The task: Extract every line of the records below and reproduce each one unchanged, in the same order.

Provided material:
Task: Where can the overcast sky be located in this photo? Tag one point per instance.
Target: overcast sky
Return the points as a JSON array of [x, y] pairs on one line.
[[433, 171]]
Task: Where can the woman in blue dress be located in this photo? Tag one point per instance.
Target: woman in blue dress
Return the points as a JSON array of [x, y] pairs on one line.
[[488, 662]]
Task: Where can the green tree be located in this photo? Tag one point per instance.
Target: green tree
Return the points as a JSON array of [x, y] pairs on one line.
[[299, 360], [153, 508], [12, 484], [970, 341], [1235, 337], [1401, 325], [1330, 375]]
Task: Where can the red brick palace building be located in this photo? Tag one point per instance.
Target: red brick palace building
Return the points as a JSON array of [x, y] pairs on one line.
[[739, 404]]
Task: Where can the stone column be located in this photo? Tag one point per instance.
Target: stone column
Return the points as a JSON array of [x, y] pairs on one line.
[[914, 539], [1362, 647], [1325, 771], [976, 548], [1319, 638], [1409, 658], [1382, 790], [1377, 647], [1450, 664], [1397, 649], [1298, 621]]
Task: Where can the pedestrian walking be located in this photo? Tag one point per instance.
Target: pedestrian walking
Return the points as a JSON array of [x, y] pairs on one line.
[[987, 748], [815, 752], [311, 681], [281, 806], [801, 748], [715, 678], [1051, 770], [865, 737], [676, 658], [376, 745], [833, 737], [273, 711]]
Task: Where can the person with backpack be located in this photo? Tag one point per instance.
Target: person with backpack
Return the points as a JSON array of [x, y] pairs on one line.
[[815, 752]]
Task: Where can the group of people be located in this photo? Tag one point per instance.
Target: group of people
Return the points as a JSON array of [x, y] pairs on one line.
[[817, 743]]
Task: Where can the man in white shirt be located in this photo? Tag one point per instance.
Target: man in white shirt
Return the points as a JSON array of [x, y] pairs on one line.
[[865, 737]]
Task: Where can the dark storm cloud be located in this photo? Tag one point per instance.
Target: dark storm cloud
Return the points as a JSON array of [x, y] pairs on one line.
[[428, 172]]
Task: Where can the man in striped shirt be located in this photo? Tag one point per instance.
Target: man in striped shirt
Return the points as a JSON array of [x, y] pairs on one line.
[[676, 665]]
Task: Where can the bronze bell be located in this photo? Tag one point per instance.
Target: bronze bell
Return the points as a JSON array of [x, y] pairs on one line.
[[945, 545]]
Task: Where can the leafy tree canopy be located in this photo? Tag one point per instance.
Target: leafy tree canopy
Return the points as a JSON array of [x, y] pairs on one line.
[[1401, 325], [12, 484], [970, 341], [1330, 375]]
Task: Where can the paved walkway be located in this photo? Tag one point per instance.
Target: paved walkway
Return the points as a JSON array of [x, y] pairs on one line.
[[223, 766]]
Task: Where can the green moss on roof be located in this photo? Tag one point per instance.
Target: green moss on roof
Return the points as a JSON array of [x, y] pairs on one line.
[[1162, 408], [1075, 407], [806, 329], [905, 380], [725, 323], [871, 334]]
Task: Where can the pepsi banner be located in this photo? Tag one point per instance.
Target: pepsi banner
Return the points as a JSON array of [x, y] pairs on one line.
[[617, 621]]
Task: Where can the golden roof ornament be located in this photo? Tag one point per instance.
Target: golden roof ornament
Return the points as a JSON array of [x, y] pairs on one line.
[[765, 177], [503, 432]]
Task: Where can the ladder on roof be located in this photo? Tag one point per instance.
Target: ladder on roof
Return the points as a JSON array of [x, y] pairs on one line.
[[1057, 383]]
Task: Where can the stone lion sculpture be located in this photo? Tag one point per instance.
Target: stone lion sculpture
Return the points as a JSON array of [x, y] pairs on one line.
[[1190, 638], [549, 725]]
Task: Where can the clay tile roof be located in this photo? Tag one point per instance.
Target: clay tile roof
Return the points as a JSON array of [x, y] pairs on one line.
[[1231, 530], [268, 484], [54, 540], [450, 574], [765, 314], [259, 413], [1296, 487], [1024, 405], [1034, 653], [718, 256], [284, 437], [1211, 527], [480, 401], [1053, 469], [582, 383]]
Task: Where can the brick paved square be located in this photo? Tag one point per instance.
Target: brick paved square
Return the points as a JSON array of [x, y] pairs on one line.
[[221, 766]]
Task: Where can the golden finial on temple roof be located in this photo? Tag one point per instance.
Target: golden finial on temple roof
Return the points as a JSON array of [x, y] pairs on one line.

Response:
Task: Where can the overcast sky be located in this photo? Tag one point per instance.
Target: overcast sky
Return the points as a JSON array of [x, y] pairs on one line.
[[433, 171]]
Task: Where can the woman in blue dress be located in this photo? Tag one point per instance.
Target: woman in blue dress
Return the points as a JSON array of [x, y] pairs on one line.
[[488, 662]]
Task: Where can the green tree be located in this photo? Tag one point per instance.
Target: green tree
Return the points as a JSON array of [x, y] pairs on one line.
[[299, 360], [153, 508], [12, 484], [970, 341], [1235, 337], [1401, 325], [1330, 375]]
Task: Where can the red brick palace building be located in this photo? Tag one point per instance.
Target: red brick palace building
Return the points as a JSON array of [x, y] pairs on one line.
[[739, 404]]
Task: Where can the stone column be located in this photo? Tag one point per instance.
Target: stone column
Return the points as a JSON array of [x, y] pairs on one line.
[[914, 539], [1362, 647], [1325, 771], [976, 548], [1319, 638], [1409, 658], [1382, 790], [1377, 647], [1450, 664], [1397, 649], [1298, 621]]
Task: Where can the pedestrian walking be located in this photo? Tag one point per instance.
Target: pedestrian walking
Return the points as a JSON array of [x, y] pairs on one line.
[[987, 748], [815, 752], [311, 681], [281, 806], [801, 748], [715, 678], [1051, 770], [865, 737], [676, 658], [376, 745], [833, 737], [273, 711]]
Task: Where can the person with backpack be located in this photo? Tag one point per instance.
Target: person with backpack
Return the points as a JSON array of [x, y] pairs on one line.
[[815, 752]]
Task: Where can the group of people be located in this photo? Tag one point per instance.
Target: group of people
Return the points as a JSON array of [x, y] pairs on one line.
[[817, 743]]
Task: Where can the man in white shirt be located in this photo? Tag one point per instance.
Target: man in white shirt
Return the points as a JSON array of [x, y] pairs on one line.
[[865, 737]]
Task: Where can the dark storm cloud be located in this photo? Tag one point per instance.
Target: dark storm cloud
Return the points as a JSON array of [x, y] pairs on one line.
[[428, 172]]
Task: Where can the man in striped shirt be located in this photo? Tag one point per instance.
Target: man in striped shirt
Return the points as a JSON array of [x, y] pairs on one line.
[[676, 665]]
Task: Where can the bronze bell be located in this photo? Tag one point per instance.
Target: bronze bell
Return the points as a JSON array of [x, y] pairs on one line.
[[945, 545]]
Task: Where can the leafy tree canopy be located in this photo? Tag one point per instance.
Target: leafy tree canopy
Return the points as a JSON array of [x, y] pairs on one line.
[[1401, 325], [12, 484], [970, 341], [1330, 375]]
Task: Where can the paved walkway be located in this photo? Tag one point per instance.
Target: paved walkway
Return the points as a JSON array of [x, y] pairs on one line.
[[223, 766]]
Task: Where can the green moss on roof be located in this photo? Tag one point per instance.
Target: green moss on roof
Return the points as a JSON array of [x, y] pairs on one line.
[[1162, 408], [1075, 407], [806, 329], [905, 380], [725, 323], [871, 334]]
Task: Where can the pepsi banner be located in this photo? Tag one point per instance.
Target: pepsi banner
Return the points as a JSON array of [x, y] pairs on one line.
[[617, 621]]
Task: Where can the golden roof ornament be located in this photo? Tag one point per instance.
Target: golden roof ornament
Return the points as a JSON array of [x, y] pairs on one line.
[[765, 177], [503, 432]]
Task: Where can the ladder on roof be located in this photo? Tag one point per instance.
Target: ladder on roof
Return the points as a JSON array of [x, y] pairs on one line.
[[1057, 383]]
Task: Where can the stone lion sculpture be located in this photo? Tag one point per instance.
Target: stone lion sculpture
Return the points as a JSON array of [x, y] pairs on one line.
[[1190, 638], [549, 725]]
Task: Where can the clay tile roof be located in this photo? Tag one point per instance.
Target: clay tile roof
Return the points as a JSON array of [x, y] pairs on one line.
[[1231, 530], [268, 484], [54, 540], [450, 574], [765, 314], [259, 413], [1296, 487], [1024, 405], [1034, 653], [718, 256], [284, 437], [1211, 527], [480, 401], [1053, 469], [582, 383]]
Task: Where can the brick paved square be located in this photo? Tag one point per instance.
Target: brick paved square
Return the points as a JSON array of [x, y] pairs on one line.
[[221, 766]]
Task: Where can the golden finial on temple roof be located in this photo? Tag one point per instance.
Target: golden finial on temple roof
Return the points as a JSON array of [x, y] pairs on one line.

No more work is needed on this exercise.